> PASSAGE
While thousands of avid gamers build their PCs with unmatched passion, data science lovers haven’t understood the benefits of using custom-built data science PCs. However, as you scale through the realm of data science, you will see the need to upgrade your hardware. Otherwise, how can you run hundreds of millions of data points in your Chromebook for deep learning?
This doesn’t mean that Chromebook can’t handle such large data sets. It can, only that it will take several days, weeks, or months before completion. Even though you can rely on your laptop or your employers’ cloud computing services, such as AWS EC2, building your PC is a prudent long-term investment for personal tech projects.
That said, read on to understand how you can build your data science PC on a budget.
You will need the following parts;
The GPU is undoubtedly the most important computer component for any data scientist, especially those engaging in deep data learning projects. Unfortunately, choosing the best graphic card is one of the challenging decisions to make. Nonetheless, if you want a PC for small projects, the GeForce RTX 2060 is a great option.
The GeForce RTX 2060 features Turing GPU technology, which is the latest GPU technology from NVIDIA. It also comes with 240 Tensor Cores, which make data learning training faster. However, the only drawback of the GeForce RTX 2060 is its memory size. It features a 6GB memory, which might be perfect for small projects and limiting for large and complicated projects.
A cheaper yet excellent alternative to the RTX 2060 is the NVIDIA GTX 1660S. This model also has a 6GB RAM, 125W TDP, and 1.83 boost clock speed. Generally, both models provide the most for your buck.

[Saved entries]
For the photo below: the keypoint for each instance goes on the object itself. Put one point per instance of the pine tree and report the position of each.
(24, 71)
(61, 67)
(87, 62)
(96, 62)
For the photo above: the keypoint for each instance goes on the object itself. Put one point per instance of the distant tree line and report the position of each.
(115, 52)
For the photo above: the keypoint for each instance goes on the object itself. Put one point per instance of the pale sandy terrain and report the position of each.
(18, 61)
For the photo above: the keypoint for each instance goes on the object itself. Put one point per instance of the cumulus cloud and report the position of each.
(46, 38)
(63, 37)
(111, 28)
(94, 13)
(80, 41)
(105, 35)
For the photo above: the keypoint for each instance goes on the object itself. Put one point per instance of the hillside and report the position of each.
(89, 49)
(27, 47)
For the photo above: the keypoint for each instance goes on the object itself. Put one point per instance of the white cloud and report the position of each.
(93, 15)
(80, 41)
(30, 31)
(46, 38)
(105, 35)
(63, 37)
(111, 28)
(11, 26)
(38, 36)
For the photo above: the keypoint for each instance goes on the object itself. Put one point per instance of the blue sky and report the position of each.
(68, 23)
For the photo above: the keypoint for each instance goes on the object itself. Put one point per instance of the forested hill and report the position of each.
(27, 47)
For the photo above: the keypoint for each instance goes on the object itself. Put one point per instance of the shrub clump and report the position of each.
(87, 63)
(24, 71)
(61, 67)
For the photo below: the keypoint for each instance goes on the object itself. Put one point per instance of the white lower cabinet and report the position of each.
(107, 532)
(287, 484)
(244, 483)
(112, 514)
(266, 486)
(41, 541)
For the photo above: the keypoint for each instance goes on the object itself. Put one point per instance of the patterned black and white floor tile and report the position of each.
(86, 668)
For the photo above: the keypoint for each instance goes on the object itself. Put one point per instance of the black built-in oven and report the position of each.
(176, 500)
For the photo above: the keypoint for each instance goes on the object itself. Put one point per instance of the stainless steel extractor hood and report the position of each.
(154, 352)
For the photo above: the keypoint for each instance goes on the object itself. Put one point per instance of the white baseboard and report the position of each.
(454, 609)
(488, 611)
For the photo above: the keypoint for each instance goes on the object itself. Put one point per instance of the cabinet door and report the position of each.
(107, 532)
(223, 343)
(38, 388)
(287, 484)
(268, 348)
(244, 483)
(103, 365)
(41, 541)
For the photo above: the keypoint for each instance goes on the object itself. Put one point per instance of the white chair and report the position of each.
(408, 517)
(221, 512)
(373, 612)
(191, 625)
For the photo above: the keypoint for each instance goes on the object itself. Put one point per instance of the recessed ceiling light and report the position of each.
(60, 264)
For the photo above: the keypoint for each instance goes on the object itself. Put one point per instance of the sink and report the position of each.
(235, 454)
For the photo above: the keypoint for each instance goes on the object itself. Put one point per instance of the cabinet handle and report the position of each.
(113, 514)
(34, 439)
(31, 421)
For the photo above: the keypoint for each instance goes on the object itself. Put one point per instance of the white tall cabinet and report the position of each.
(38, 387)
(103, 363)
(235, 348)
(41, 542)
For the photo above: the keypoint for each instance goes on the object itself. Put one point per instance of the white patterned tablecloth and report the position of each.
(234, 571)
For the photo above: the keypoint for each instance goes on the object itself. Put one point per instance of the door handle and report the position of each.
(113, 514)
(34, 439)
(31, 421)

> ACTION ITEM A
Answer these questions from the passage above:
(i) What cloud computing service is named as an example of an employer's service?
(ii) How many Tensor Cores does the GeForce RTX 2060 come with?
(iii) Which card is offered as a cheaper alternative to the RTX 2060?
> ACTION ITEM B
Using the passage above, decide whether each statement agrees with it, and quote the words that settle each one.
(i) The GPU is called the most important computer component for any data scientist.
(ii) The GeForce RTX 2060 has 8GB of memory.
(iii) A Chromebook cannot handle large data sets.
> ACTION ITEM C
Write out the part of the passage between "While thousands of" and "for deep learning?", inclusive.

> PROBLEM SOLUTION A
(i) AWS EC2
(ii) 240
(iii) The NVIDIA GTX 1660S

> PROBLEM SOLUTION B
(i) Yes: "The GPU is undoubtedly the most important computer component for any data scientist"
(ii) No: "It features a 6GB memory"
(iii) No: "This doesn’t mean that Chromebook can’t handle such large data sets."

> PROBLEM SOLUTION C
While thousands of avid gamers build their PCs with unmatched passion, data science lovers haven’t understood the benefits of using custom-built data science PCs. However, as you scale through the realm of data science, you will see the need to upgrade your hardware. Otherwise, how can you run hundreds of millions of data points in your Chromebook for deep learning?